Glaubenswahrheit.org  

Predigtreihe: Die Abenteuer des menschlichen Lebens (Teil 6)

27. Juli 2003

Das Zusammenleben

Im Namen des Vaters und des Sohnes und des Heiligen Geistes. Amen.

Geliebte im Herrn!

Begegnungen zwischen Menschen sind häufig, aber nur wenige Begegnungen sind fruchtbar. Wenn sich zwei Menschen begegnen, dann ist es in der Regel so, daß sie flüchtig ihren Namen murmeln, den der andere nicht versteht, und daß sie aneinander vorübergehen, als ob sie sich nie begegnet wären. Es kommt bei Begegnungen der Menschen in der Regel nur zu einer kurzen Vorstellung, und wenn sie auch längere Zeit nebeneinander hergehen, so ist doch dieses Nebeneinanderhergehen meistens leer. Sie bedeuten einander nichts, es geschieht nichts, sie bleiben unberührt und unbeteiligt. Selbst wenn Menschen lange miteinander zu tun haben, dann ist es doch in der Regel so, daß sie ihre Auseinandersetzungen und Kämpfe haben, ihre kleinen Aufmerksamkeiten und noch öfter ihre Widerwärtigkeiten, sie reiben sich aneinander, sie stoßen einander, und sie treten einander. Im übrigen bleiben sie völlig gesondert und unberührt. Das zeigt sich, wenn sie auseinandergehen. Das ist ein kurzer, oberflächlicher Abschied, bei dem keine Erinnerung bleibt. Weitaus die meisten Menschen werden eben vom Alltag zerrieben, und diese alltäglichen Dinge, dieses Geschwätz des gewöhnlichen Verkehrs, diese Intrigen und diese Unterhaltungen, diese Gehässigkeiten, die sie miteinander austauschen, verhindern, daß irgendeine Größe in ihr Leben kommt. Sie werden vom Straßenstaub und vom Bürostaub erstickt und überschüttet.

Und doch könnte in diesen alltäglichen Begegnungen etwas geschehen. Es könnte, wenn die Menschen aufmerksam wären, in diesen Begegnungen sich etwas ereignen, was bis in den Grund der Seele reicht. Das ist nämlich die große Kunst der Menschenseele, daß sie aus Kleinem etwas zu machen versteht, daß sie aus Alltäglichem etwas Ungewöhnliches zu schaffen vermag. Alle diese Begegnungen können in eine tiefe und reiche Seele hineingenommen werden und können zu erlesenen Kunstwerken der Geduld, der Aufmerksamkeit, der Rücksichtnahme und der Liebe werden. Es gibt Menschen, deren Seelen wie ein fruchtbarer Acker sind, und dieser Acker nimmt jedes Samenkorn auf, läßt sich befruchten. Jede Begegnung regt diese Menschen an, inspiriert sie gibt ihnen etwas und läßt sie aus zufälligen Gesprächen mit einem Straßenarbeiter, mit einem Dienstboten, mit dem Briefzusteller eine Befruchtung erfahren, läßt sie etwas lernen, läßt sie zu einem guten Entschluß und zu einem guten Werk kommen, zu einer inneren Ausweitung und Erwärmung.

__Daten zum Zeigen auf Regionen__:
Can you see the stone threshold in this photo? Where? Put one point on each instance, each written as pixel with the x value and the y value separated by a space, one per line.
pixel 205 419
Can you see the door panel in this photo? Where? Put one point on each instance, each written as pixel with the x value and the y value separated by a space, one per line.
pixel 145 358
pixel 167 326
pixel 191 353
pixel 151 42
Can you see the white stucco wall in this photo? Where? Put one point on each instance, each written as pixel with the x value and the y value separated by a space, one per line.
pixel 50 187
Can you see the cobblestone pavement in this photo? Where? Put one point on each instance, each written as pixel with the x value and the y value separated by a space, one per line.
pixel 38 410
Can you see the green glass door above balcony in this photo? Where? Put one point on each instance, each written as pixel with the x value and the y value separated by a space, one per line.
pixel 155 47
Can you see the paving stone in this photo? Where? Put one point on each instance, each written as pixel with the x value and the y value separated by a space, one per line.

__INFORMATIONEN NUTZEN__:
1. Beantworten Sie anhand der Predigt folgende Fragen:
(a) Welches Datum trägt die Predigt?
(b) Wovon werden die Menschen laut der Predigt erstickt und überschüttet?
(c) Womit werden die Seelen mancher Menschen in der Predigt verglichen?
2. Entscheiden Sie, ob die folgenden Aussagen mit der Predigt übereinstimmen:
(a) Die meisten Begegnungen zwischen Menschen sind fruchtbar.
(b) Als mögliche Gesprächspartner werden unter anderem ein Dienstbote und der Briefzusteller genannt.
(c) Wenn Menschen auseinandergehen, bleibt meist eine lange Erinnerung.
3. Schreiben Sie aus der Predigt den Abschnitt ab, der mit „Glaubenswahrheit.org“ beginnt und mit „Heiligen Geistes. Amen.“ endet.
Die Datensätze werden hier nicht benötigt.

__LÖSUNGEN__:
1.
(a) 27. Juli 2003
(b) Vom Straßenstaub und vom Bürostaub
(c) Mit einem fruchtbaren Acker

2.
(a) Nein: „aber nur wenige Begegnungen sind fruchtbar“
(b) Ja: „aus zufälligen Gesprächen mit einem Straßenarbeiter, mit einem Dienstboten, mit dem Briefzusteller“
(c) Nein: „Das ist ein kurzer, oberflächlicher Abschied, bei dem keine Erinnerung bleibt.“

3.
Glaubenswahrheit.org  

Predigtreihe: Die Abenteuer des menschlichen Lebens (Teil 6)

27. Juli 2003

Das Zusammenleben

Im Namen des Vaters und des Sohnes und des Heiligen Geistes. Amen.